### Records provided

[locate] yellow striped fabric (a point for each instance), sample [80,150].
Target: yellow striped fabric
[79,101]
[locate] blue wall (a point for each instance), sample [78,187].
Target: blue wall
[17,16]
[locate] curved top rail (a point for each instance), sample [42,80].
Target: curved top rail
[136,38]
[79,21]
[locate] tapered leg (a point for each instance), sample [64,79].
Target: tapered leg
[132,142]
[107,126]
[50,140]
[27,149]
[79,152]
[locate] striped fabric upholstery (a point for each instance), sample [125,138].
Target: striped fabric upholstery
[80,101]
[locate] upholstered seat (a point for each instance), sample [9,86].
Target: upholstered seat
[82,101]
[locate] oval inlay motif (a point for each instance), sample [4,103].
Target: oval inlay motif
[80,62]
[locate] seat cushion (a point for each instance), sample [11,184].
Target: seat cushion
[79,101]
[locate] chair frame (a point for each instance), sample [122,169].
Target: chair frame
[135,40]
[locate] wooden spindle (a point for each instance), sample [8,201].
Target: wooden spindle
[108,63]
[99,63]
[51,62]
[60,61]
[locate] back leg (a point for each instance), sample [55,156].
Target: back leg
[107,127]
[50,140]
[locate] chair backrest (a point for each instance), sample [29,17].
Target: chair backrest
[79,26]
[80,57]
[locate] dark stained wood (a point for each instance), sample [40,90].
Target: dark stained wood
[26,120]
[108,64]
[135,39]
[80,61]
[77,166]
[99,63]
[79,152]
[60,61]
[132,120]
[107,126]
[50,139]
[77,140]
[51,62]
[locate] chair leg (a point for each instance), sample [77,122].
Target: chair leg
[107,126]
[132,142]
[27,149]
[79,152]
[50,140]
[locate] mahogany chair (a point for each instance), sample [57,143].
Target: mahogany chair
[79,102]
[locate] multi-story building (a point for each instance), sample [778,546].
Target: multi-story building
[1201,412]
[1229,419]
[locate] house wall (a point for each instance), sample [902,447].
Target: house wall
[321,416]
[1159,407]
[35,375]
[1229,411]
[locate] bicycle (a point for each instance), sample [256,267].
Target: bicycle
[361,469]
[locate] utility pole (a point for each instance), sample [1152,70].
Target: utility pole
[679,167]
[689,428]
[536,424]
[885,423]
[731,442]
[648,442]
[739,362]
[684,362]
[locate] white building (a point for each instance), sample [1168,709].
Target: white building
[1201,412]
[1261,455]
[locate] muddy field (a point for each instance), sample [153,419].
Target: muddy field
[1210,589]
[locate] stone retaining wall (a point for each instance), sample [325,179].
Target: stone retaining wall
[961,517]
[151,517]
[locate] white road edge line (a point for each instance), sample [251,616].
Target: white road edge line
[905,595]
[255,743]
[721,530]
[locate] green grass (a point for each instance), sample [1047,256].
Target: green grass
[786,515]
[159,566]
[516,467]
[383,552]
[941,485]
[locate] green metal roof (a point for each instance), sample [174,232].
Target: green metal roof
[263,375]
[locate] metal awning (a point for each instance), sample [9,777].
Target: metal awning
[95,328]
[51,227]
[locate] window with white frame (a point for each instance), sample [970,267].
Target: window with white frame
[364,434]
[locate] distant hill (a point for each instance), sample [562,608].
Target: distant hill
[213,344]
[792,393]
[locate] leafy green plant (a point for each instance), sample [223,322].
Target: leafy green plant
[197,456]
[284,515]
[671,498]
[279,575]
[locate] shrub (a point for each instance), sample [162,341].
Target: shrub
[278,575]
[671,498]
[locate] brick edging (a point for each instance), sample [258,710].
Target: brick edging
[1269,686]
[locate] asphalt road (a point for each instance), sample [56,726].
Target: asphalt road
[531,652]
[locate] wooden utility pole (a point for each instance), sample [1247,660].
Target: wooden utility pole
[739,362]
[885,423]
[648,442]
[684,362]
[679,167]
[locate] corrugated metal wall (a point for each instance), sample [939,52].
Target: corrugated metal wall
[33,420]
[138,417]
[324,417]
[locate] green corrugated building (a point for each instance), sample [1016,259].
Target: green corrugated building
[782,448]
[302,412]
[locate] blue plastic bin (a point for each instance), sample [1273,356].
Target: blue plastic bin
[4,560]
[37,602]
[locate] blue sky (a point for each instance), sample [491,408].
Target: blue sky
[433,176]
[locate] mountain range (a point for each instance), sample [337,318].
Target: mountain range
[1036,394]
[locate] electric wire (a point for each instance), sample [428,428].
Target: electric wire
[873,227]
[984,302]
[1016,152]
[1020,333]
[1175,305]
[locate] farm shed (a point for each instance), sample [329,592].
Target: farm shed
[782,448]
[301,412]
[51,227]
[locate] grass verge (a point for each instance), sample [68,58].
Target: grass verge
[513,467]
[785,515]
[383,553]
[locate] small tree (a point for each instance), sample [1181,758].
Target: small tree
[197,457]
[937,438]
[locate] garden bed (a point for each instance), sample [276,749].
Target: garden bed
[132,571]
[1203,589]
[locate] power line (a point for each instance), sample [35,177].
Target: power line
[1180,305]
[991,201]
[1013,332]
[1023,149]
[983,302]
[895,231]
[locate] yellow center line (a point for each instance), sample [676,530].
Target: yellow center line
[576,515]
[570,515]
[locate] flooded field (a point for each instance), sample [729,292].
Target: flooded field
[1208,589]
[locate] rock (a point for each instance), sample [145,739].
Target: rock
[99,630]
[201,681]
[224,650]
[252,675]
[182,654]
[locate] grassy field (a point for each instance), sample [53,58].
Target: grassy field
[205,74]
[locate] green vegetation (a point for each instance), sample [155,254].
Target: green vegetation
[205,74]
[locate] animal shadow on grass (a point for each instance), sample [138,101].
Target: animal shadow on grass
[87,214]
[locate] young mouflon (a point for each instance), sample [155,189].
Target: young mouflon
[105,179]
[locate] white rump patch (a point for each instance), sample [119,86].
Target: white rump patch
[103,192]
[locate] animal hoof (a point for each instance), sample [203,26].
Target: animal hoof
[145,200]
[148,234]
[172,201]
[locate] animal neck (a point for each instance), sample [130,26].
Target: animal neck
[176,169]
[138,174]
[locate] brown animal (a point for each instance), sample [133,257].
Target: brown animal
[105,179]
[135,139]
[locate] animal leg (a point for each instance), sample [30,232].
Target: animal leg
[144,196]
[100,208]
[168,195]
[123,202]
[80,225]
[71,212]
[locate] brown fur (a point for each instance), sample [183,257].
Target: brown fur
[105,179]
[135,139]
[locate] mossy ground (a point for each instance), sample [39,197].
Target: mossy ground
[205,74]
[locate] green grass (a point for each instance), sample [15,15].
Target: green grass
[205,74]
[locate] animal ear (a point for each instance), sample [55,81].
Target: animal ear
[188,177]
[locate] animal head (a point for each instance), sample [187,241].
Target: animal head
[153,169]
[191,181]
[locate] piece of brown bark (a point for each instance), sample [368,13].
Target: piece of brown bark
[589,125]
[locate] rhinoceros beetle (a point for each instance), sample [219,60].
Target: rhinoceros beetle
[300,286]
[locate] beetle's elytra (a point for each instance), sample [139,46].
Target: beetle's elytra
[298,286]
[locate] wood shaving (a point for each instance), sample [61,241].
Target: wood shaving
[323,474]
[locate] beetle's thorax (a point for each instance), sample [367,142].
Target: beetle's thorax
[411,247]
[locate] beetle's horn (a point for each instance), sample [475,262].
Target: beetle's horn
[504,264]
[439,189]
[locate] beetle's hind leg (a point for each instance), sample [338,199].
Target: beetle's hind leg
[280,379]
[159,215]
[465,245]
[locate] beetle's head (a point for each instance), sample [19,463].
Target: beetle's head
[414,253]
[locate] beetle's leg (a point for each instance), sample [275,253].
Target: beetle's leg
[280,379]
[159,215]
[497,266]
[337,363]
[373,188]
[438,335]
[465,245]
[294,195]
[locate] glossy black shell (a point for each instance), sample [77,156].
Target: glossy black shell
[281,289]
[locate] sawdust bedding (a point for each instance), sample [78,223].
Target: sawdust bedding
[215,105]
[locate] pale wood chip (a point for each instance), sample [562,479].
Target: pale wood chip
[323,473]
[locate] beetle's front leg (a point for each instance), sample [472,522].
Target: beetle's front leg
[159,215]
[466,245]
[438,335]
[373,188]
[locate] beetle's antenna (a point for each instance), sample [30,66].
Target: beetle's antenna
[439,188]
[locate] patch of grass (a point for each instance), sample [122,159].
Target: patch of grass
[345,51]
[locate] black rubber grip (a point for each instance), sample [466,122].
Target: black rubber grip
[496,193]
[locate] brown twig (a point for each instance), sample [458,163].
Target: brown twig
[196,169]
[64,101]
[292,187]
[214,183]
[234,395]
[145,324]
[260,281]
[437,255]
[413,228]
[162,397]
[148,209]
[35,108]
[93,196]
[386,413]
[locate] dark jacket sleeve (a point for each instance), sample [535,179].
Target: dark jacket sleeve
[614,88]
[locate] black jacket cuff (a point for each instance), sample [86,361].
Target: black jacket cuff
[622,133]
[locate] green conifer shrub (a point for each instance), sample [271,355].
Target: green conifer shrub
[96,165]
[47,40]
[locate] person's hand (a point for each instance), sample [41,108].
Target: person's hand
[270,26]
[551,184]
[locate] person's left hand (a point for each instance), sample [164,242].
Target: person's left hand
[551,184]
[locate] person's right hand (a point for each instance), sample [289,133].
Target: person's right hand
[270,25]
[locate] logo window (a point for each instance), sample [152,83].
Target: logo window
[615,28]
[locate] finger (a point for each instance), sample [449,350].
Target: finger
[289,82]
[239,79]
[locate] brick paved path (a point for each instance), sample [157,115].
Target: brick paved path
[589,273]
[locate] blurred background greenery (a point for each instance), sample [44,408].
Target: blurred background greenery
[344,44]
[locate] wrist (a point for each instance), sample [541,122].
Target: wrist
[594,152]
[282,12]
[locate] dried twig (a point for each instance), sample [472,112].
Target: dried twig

######

### What is required
Everything from the line containing "[locate] dark jacket" to the last line of the entries above should be quoted exactly, and only that.

### Problem solution
[locate] dark jacket sleeve (a point for each instance), sample [535,179].
Target: dark jacket sleeve
[614,88]
[locate] black jacket cuff (a point for each instance), sample [86,361].
Target: black jacket cuff
[622,133]
[locate] green conifer shrub (a point for each instance), sample [271,355].
Target: green conifer shrub
[96,165]
[47,40]
[locate] person's hand (a point for each instance), sample [41,108].
Target: person's hand
[270,26]
[551,184]
[locate] person's left hand (a point for each instance), sample [164,242].
Target: person's left hand
[551,184]
[locate] person's right hand (a point for each instance), sample [289,133].
Target: person's right hand
[270,25]
[locate] logo window (a point for each instance), sample [152,83].
Target: logo window
[615,28]
[locate] finger (a point for each instance), sample [449,350].
Target: finger
[289,82]
[239,79]
[locate] brick paved path (a point for each instance), sample [157,115].
Target: brick paved path
[589,273]
[locate] blurred background greenery (a point for each instance), sample [44,408].
Target: blurred background greenery
[344,44]
[locate] wrist (a point for each instance), sample [541,122].
Target: wrist
[594,152]
[282,12]
[locate] dried twig (a point for each instance), sample [472,112].
Target: dried twig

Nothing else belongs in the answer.